------ Data under study ------

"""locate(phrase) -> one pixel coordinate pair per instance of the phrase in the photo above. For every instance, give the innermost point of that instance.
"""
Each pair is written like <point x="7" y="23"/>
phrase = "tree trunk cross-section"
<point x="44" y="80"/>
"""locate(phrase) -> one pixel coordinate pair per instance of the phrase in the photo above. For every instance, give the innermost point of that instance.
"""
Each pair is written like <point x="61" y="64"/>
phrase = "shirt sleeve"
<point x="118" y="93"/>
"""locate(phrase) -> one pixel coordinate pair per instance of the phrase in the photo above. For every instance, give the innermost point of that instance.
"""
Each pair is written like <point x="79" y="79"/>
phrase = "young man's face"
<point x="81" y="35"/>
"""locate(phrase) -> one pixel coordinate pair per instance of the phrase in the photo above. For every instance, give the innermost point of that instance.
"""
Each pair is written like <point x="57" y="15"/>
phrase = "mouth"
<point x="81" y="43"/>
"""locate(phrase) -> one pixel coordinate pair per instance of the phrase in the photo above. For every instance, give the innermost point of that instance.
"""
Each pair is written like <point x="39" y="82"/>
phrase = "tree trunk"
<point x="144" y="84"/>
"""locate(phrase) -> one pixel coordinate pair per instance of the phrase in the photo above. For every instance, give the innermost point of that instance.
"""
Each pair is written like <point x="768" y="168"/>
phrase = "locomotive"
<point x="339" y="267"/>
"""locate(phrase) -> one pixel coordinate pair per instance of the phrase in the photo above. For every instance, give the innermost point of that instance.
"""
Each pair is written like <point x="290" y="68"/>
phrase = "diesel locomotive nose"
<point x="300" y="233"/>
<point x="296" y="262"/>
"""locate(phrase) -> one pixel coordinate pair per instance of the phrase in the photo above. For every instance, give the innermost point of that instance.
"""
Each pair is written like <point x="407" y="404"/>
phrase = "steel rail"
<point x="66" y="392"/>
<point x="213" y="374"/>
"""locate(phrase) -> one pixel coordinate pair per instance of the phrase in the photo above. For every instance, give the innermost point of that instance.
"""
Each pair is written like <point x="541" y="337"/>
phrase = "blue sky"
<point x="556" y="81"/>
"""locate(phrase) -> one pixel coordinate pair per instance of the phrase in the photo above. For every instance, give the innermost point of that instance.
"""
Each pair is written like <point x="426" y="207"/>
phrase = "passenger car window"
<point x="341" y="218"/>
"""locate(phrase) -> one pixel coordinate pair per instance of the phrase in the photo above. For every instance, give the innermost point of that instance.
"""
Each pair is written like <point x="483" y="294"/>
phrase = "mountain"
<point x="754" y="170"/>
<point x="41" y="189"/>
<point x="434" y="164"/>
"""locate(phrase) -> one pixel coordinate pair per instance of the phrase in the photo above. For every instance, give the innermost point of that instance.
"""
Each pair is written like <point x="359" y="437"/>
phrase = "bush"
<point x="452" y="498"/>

------

▶ _Work instruction_:
Each and every record above needs writing out exactly.

▶ _Answer for the task_:
"""locate(phrase) -> one pixel coordinate pair per instance of the phrase in the photo above. For every instance, give the innermost point of that instance.
"""
Each pair is written like <point x="7" y="23"/>
phrase = "tree trunk cross-section"
<point x="44" y="80"/>
"""locate(phrase) -> one pixel coordinate pair per instance of the phrase in the photo above. For every instance, give the innermost point of that instance.
"""
Each pair is written like <point x="61" y="64"/>
phrase = "shirt sleeve"
<point x="118" y="93"/>
"""locate(phrase) -> one pixel coordinate pair per instance of the phrase in the photo above. For every instance, give the innermost point of that instance.
"""
Each pair is written like <point x="79" y="79"/>
phrase = "young man's face"
<point x="81" y="35"/>
"""locate(phrase) -> one pixel coordinate pair per instance of the phrase in the photo above. For every instance, give the innermost point of that instance.
"""
Each pair is written like <point x="57" y="15"/>
phrase = "mouth"
<point x="81" y="43"/>
"""locate(phrase) -> one pixel coordinate pair per instance of the phrase in the photo above. For every instance, give the innermost point of that instance.
"""
Each pair is written like <point x="39" y="82"/>
phrase = "tree trunk"
<point x="144" y="84"/>
"""locate(phrase) -> one pixel coordinate pair per instance of the phrase in the photo above. For every instance, give the innermost point of that instance.
"""
Each pair is written like <point x="768" y="168"/>
phrase = "locomotive"
<point x="339" y="267"/>
"""locate(phrase) -> one pixel coordinate pair per instance of the phrase in the photo above. For every instance, give the innermost point of that instance.
"""
Each pair is written like <point x="290" y="68"/>
phrase = "diesel locomotive nose"
<point x="300" y="233"/>
<point x="296" y="262"/>
"""locate(phrase) -> one pixel coordinate pair per instance of the phrase in the photo above. For every instance, give the innermost point of that instance.
"""
Each pair is written like <point x="407" y="404"/>
phrase = "steel rail"
<point x="66" y="392"/>
<point x="213" y="374"/>
"""locate(phrase) -> one pixel coordinate pair per instance of the phrase in the photo above. For every instance, give the innermost point of that instance.
"""
Each pair is written like <point x="541" y="337"/>
phrase = "blue sky"
<point x="556" y="81"/>
"""locate(phrase) -> one pixel coordinate pair per instance of the phrase in the photo above. For every instance, give the innermost point of that instance.
"""
Each pair is written like <point x="426" y="207"/>
phrase = "passenger car window"
<point x="341" y="218"/>
"""locate(phrase) -> one pixel coordinate pair per instance of the phrase in the photo above. For every instance, give the innermost point of that instance.
"""
Each pair is written like <point x="483" y="294"/>
phrase = "mountain"
<point x="754" y="170"/>
<point x="41" y="189"/>
<point x="434" y="164"/>
"""locate(phrase) -> one pixel coordinate pair per instance of the phrase in the photo above. For every instance, give the innermost point of that instance.
"""
Each pair is written like <point x="359" y="437"/>
phrase = "bush"
<point x="452" y="498"/>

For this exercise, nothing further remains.